DIRECTIONS
Begin with the line that contains "Pick out the woman in black" and transcribe each line after it, up to and including the last line of the listing below.

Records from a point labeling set
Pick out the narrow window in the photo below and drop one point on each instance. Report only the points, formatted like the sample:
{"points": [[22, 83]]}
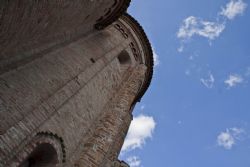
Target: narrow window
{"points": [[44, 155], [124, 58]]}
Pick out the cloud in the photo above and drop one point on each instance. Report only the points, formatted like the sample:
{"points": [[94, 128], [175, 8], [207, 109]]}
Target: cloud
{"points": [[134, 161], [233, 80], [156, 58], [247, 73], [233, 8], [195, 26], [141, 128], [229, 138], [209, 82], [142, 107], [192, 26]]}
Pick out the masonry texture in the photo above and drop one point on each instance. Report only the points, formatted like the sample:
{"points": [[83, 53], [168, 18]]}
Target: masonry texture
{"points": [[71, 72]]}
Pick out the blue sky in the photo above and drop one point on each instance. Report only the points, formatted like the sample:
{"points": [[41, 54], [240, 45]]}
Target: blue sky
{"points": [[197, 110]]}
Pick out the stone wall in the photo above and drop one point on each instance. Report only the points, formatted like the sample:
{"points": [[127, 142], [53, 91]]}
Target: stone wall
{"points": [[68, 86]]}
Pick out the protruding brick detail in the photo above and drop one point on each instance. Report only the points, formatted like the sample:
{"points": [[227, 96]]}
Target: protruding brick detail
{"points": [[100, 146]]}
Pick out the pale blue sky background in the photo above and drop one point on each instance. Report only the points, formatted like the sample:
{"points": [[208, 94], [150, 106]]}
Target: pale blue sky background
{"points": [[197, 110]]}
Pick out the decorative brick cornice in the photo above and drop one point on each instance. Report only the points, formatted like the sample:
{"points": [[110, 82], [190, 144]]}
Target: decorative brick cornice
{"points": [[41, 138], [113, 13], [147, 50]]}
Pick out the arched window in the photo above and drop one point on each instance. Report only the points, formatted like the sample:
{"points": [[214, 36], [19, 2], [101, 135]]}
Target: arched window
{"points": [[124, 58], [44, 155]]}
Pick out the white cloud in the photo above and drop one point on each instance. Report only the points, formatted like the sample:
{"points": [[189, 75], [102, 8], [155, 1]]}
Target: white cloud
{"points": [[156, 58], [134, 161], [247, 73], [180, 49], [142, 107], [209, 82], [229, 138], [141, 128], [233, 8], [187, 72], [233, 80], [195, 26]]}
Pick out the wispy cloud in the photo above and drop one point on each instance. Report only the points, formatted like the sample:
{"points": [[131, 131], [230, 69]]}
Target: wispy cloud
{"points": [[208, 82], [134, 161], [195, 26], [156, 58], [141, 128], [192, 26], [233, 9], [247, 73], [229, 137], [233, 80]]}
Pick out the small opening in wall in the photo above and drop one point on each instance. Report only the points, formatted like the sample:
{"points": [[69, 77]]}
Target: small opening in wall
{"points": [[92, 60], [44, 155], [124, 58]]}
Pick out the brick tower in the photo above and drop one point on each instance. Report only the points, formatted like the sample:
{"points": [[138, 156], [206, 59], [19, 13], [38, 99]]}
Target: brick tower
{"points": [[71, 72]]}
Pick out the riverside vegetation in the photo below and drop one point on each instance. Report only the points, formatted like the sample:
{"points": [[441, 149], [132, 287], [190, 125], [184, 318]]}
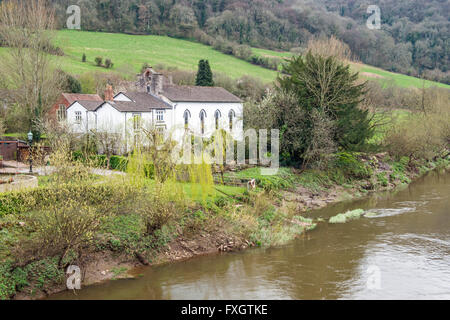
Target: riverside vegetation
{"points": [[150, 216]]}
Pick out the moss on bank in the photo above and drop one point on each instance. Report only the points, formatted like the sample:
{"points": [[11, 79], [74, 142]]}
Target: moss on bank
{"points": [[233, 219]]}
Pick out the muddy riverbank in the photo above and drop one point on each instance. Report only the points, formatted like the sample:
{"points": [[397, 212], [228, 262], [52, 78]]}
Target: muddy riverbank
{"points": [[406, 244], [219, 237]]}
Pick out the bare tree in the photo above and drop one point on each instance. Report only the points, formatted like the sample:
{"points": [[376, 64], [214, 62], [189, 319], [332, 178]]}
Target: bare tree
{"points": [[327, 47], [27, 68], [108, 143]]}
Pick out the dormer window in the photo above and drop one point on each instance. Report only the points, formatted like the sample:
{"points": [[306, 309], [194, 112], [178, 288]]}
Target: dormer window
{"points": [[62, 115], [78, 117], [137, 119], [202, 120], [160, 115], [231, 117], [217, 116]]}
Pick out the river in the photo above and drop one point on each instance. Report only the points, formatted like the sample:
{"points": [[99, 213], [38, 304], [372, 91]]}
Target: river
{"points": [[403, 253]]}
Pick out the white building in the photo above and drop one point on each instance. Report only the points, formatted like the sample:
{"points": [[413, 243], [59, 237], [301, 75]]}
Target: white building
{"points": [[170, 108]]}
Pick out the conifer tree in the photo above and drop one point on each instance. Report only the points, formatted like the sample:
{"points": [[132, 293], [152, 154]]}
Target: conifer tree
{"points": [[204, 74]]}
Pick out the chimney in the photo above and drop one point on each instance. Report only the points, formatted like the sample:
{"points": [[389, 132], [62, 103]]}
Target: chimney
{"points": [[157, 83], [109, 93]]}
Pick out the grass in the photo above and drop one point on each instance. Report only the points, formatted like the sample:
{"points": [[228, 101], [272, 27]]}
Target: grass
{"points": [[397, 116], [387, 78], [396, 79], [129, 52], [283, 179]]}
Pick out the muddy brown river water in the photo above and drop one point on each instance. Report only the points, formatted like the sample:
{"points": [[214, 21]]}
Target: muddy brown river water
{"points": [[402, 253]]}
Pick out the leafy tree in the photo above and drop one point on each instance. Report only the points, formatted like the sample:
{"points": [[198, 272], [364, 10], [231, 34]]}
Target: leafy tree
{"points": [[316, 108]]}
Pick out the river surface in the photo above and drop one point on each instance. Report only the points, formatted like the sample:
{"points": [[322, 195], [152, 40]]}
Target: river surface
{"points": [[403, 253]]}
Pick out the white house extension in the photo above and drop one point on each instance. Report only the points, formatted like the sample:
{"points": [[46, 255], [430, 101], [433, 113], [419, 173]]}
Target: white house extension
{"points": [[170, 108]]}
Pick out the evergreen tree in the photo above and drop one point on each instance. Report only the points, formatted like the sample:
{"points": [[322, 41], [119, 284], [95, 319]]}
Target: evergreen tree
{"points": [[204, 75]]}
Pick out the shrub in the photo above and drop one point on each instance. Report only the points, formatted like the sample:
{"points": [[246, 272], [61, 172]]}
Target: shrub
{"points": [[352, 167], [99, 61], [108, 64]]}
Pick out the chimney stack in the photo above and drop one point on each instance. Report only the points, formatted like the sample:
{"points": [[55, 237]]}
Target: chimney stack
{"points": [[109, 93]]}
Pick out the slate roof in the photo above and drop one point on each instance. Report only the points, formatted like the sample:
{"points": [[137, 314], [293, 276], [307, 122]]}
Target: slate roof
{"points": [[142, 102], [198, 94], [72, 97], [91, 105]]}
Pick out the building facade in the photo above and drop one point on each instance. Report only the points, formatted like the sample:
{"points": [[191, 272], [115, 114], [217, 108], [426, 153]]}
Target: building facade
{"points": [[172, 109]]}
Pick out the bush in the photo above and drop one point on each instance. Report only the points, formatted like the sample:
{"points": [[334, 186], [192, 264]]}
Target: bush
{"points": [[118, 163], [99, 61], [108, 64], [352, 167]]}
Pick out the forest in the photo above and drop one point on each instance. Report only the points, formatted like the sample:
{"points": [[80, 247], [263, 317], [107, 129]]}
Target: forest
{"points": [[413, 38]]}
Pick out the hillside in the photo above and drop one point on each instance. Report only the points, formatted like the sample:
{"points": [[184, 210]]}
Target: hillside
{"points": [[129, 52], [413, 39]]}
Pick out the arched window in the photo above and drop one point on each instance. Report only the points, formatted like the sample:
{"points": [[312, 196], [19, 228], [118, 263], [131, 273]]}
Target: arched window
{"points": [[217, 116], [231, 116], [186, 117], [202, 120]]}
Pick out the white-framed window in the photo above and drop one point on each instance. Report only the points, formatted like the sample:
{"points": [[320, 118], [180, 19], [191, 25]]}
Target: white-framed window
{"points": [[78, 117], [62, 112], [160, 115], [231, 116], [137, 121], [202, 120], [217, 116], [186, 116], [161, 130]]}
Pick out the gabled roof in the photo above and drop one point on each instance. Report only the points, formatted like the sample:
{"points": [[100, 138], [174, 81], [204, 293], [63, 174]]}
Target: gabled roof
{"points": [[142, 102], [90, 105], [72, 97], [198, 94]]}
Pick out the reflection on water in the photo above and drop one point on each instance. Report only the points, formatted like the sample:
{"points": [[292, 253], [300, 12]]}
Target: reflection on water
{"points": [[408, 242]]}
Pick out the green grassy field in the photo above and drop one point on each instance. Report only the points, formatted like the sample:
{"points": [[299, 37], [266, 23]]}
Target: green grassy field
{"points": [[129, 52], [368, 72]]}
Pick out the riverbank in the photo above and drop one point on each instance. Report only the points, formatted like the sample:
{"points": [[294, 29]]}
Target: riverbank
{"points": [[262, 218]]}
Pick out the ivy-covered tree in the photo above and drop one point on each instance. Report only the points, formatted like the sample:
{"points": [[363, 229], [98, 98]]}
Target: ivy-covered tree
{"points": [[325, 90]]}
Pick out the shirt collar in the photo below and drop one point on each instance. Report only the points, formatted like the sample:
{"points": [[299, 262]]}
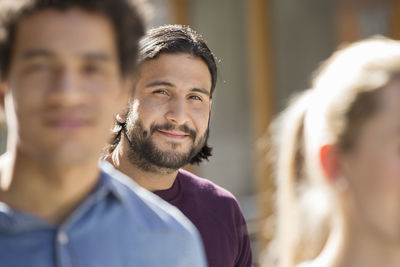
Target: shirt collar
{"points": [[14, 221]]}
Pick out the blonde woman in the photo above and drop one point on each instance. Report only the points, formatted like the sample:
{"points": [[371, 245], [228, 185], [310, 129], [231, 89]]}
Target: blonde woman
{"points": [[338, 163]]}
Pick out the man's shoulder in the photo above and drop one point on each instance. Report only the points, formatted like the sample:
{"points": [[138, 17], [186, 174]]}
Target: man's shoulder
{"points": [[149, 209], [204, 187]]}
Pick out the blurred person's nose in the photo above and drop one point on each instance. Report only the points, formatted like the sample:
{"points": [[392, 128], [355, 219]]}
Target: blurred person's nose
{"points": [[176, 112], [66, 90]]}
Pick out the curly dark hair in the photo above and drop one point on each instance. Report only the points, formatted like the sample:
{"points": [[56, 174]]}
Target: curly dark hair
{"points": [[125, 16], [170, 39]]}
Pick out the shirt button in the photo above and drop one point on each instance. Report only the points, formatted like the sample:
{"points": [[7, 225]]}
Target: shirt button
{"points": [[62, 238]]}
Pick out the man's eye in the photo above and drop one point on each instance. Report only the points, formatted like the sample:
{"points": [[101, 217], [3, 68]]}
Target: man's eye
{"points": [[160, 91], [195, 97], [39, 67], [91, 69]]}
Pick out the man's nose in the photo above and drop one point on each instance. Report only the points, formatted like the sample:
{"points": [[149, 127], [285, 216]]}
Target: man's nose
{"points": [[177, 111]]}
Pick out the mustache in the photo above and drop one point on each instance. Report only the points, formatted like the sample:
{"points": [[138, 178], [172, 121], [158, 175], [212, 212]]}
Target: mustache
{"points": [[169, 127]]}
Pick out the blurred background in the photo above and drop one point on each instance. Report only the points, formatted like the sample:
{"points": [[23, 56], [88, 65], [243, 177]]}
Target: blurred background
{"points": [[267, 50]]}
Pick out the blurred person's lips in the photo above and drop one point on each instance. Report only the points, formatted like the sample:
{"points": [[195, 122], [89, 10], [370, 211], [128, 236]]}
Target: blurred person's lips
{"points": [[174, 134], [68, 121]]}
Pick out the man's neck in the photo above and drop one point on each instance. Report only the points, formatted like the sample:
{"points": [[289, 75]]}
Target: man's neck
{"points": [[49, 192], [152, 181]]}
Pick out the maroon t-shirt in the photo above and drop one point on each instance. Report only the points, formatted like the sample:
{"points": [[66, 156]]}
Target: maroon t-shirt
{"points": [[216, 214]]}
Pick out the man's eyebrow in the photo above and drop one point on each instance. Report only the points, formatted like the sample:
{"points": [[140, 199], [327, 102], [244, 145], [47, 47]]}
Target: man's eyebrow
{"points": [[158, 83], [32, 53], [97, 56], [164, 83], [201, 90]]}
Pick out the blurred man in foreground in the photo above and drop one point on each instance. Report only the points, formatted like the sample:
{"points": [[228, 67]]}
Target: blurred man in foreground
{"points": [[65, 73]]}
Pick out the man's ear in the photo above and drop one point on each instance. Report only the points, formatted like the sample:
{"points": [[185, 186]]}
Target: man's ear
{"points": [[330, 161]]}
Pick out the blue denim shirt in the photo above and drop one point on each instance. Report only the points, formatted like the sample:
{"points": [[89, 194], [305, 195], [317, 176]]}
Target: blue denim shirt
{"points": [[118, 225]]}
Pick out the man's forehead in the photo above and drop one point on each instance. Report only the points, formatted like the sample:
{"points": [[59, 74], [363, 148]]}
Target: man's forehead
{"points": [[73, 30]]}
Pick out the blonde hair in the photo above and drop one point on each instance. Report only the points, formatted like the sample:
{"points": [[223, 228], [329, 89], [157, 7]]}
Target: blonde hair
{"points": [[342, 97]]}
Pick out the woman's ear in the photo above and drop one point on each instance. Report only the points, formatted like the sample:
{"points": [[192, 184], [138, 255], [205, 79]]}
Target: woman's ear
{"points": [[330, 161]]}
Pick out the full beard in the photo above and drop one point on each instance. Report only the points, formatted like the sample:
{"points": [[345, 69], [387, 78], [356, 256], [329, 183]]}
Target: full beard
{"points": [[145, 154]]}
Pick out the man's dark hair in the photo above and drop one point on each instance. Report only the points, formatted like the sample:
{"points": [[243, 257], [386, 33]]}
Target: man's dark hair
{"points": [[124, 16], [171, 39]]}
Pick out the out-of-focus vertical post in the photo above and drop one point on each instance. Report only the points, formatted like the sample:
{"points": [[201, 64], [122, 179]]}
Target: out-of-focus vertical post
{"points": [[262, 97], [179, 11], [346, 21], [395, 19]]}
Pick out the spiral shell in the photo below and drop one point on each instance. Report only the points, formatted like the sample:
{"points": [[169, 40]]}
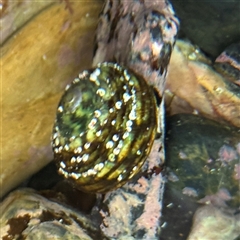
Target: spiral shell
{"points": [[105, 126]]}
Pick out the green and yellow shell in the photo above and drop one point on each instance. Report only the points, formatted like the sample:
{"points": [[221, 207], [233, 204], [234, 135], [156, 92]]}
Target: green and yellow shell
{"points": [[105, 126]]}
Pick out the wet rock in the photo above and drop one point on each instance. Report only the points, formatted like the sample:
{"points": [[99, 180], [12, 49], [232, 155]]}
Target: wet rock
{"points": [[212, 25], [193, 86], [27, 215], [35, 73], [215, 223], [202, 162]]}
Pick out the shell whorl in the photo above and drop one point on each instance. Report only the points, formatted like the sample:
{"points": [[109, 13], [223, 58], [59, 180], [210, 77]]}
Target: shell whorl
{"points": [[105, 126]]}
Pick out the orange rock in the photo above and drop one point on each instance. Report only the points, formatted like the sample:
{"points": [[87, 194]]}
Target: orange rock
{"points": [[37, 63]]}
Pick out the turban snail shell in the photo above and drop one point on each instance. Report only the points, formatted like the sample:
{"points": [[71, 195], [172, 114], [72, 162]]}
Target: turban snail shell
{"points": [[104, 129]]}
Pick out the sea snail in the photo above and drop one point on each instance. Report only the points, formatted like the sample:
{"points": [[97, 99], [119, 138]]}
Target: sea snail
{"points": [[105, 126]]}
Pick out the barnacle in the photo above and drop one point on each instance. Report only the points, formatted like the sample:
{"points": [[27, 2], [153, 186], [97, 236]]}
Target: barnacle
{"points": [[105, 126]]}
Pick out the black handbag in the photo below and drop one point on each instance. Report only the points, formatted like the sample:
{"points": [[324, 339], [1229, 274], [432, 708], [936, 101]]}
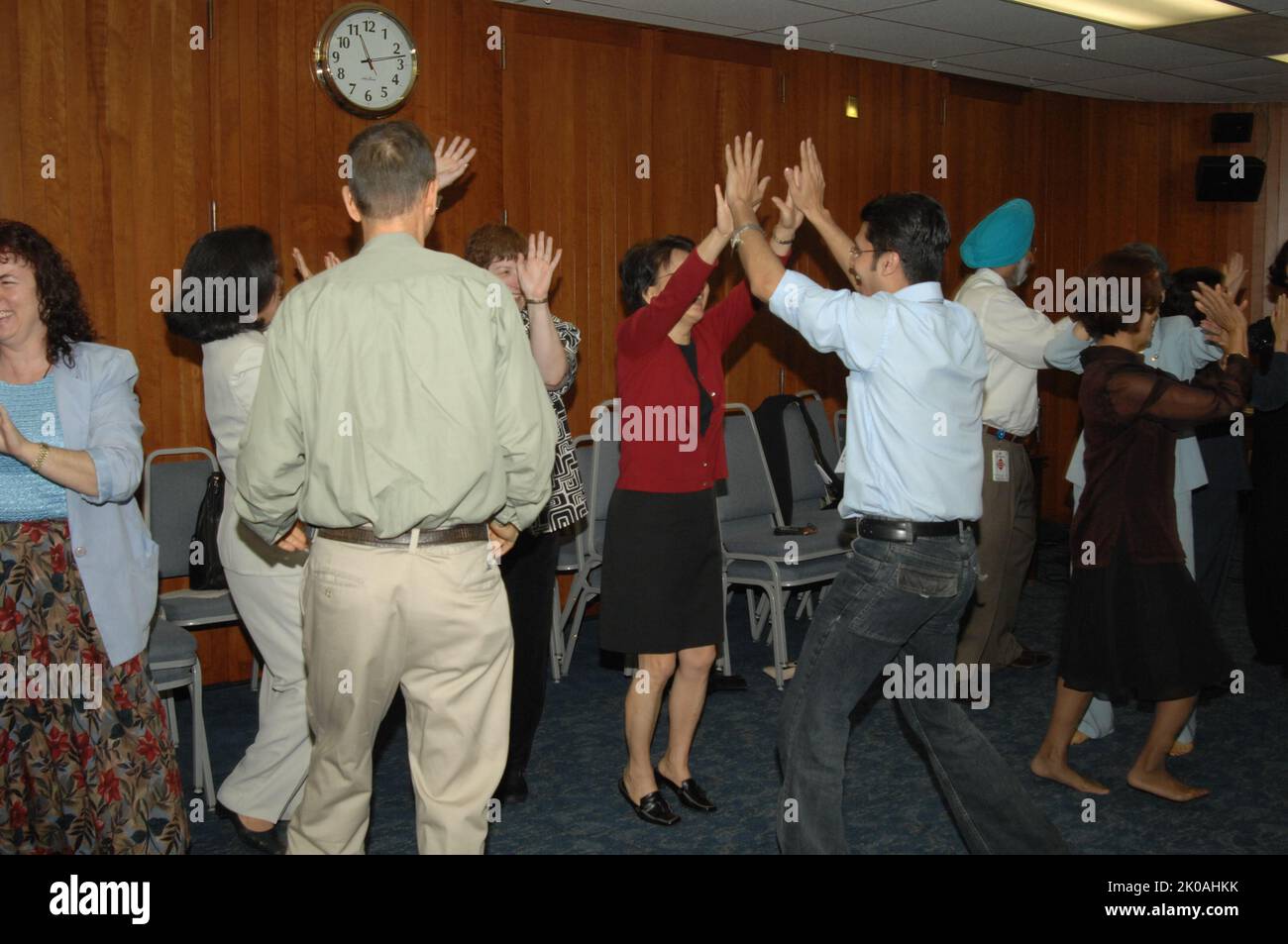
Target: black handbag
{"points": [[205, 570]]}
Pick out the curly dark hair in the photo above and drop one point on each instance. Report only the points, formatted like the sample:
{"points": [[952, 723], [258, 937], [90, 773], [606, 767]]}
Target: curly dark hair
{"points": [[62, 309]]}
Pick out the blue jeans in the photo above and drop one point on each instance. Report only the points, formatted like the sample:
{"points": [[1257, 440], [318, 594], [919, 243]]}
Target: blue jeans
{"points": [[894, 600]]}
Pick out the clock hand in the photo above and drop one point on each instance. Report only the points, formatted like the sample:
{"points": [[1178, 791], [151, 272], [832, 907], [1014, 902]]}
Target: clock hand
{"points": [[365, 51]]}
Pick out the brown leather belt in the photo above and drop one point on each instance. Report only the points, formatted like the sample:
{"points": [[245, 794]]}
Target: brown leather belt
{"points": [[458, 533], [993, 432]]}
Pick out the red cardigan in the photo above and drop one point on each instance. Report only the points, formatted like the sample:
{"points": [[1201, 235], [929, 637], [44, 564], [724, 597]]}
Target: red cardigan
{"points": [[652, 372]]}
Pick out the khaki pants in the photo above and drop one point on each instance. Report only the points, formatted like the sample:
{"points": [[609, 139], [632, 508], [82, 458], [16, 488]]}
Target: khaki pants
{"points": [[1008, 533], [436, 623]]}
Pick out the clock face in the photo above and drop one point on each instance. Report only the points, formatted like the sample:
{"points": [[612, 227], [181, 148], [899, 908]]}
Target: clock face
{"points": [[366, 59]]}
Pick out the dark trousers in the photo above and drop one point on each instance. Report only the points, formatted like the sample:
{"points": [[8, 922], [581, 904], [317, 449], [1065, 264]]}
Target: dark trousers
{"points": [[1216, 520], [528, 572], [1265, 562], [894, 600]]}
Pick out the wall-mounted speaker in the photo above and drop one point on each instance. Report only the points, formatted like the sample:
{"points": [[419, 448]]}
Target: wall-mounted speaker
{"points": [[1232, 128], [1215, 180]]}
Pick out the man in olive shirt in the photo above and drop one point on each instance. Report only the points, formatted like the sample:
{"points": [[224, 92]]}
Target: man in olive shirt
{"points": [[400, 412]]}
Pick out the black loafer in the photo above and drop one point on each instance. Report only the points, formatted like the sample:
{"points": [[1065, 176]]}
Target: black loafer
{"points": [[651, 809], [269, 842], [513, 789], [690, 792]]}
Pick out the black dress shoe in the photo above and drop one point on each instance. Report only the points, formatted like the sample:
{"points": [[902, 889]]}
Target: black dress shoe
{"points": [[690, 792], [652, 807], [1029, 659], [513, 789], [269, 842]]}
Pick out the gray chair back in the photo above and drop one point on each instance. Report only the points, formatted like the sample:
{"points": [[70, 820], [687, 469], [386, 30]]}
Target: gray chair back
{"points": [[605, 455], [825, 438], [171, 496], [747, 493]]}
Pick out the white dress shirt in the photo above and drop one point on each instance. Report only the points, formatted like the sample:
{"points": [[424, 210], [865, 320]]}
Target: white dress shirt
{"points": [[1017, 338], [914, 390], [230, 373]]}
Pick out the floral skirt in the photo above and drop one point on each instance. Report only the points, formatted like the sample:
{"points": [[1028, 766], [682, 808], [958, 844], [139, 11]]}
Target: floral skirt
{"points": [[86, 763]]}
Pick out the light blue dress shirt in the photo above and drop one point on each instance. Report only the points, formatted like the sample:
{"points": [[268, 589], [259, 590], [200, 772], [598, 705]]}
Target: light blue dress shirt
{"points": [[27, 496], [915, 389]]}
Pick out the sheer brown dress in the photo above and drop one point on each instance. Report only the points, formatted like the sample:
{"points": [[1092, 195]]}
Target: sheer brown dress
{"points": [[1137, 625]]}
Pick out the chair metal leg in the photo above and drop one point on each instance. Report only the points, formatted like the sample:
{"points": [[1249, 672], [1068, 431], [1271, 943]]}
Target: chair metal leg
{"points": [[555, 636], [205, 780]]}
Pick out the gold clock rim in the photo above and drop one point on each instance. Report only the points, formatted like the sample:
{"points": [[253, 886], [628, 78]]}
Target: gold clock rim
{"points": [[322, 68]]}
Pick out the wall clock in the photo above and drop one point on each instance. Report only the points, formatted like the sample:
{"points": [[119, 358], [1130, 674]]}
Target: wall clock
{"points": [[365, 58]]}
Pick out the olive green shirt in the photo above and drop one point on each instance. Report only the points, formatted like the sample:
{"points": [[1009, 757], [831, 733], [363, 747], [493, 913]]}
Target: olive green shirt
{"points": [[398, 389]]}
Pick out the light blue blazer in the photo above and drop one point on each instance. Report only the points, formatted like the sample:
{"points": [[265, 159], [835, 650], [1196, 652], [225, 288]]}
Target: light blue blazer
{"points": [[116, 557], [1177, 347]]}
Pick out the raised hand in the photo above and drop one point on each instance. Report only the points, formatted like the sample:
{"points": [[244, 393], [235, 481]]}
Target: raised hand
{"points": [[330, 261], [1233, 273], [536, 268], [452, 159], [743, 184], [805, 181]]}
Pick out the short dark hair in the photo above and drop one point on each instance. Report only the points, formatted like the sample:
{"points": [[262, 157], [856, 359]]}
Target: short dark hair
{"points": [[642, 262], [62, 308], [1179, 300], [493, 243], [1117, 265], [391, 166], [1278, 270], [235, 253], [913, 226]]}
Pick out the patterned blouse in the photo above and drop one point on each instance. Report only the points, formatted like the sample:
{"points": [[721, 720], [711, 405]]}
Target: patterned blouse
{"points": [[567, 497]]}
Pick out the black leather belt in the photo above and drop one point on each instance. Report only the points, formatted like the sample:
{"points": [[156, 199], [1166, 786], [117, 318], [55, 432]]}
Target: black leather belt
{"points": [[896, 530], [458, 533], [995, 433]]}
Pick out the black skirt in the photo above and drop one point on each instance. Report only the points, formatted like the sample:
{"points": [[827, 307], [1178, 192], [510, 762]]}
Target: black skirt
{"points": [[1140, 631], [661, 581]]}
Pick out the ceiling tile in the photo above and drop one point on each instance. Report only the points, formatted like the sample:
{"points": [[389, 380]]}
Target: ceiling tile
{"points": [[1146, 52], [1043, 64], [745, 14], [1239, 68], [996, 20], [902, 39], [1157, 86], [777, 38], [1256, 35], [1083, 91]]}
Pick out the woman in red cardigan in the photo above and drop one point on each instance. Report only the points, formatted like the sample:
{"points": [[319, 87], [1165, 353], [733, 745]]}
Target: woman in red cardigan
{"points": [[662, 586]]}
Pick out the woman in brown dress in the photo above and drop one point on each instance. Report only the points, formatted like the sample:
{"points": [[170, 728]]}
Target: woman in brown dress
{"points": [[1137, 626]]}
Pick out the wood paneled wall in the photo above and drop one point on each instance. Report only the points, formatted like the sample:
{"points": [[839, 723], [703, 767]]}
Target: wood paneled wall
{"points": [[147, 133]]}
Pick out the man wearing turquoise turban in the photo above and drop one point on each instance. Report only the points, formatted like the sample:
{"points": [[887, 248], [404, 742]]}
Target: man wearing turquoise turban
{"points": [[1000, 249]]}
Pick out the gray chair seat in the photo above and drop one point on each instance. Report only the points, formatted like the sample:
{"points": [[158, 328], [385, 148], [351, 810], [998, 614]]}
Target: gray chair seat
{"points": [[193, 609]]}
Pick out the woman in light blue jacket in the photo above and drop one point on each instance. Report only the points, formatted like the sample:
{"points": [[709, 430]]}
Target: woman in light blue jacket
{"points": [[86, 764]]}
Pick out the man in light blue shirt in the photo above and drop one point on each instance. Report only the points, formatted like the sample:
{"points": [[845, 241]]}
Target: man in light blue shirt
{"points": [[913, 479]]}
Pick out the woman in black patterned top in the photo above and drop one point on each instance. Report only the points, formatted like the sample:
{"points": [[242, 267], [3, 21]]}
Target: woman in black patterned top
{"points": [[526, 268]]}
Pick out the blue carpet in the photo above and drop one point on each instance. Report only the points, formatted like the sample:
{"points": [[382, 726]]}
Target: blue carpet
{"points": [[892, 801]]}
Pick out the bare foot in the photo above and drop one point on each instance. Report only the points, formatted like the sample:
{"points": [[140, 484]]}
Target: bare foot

SOLUTION
Pick out the woman in black patterned top in the photo above and drop one point on each instance. Report only the points, formatted like the sample:
{"points": [[242, 267], [3, 21]]}
Target: woman in black patterned top
{"points": [[526, 268]]}
Pick out the blue carpet in the photo above and drop one point on each instance. Report only the points, formatted like the sample:
{"points": [[382, 726]]}
Target: blue carpet
{"points": [[892, 801]]}
Pick out the bare foot in the photo above and drop one point on each instance. Report only the points, formatted like the sample:
{"points": [[140, 484]]}
Target: bare foot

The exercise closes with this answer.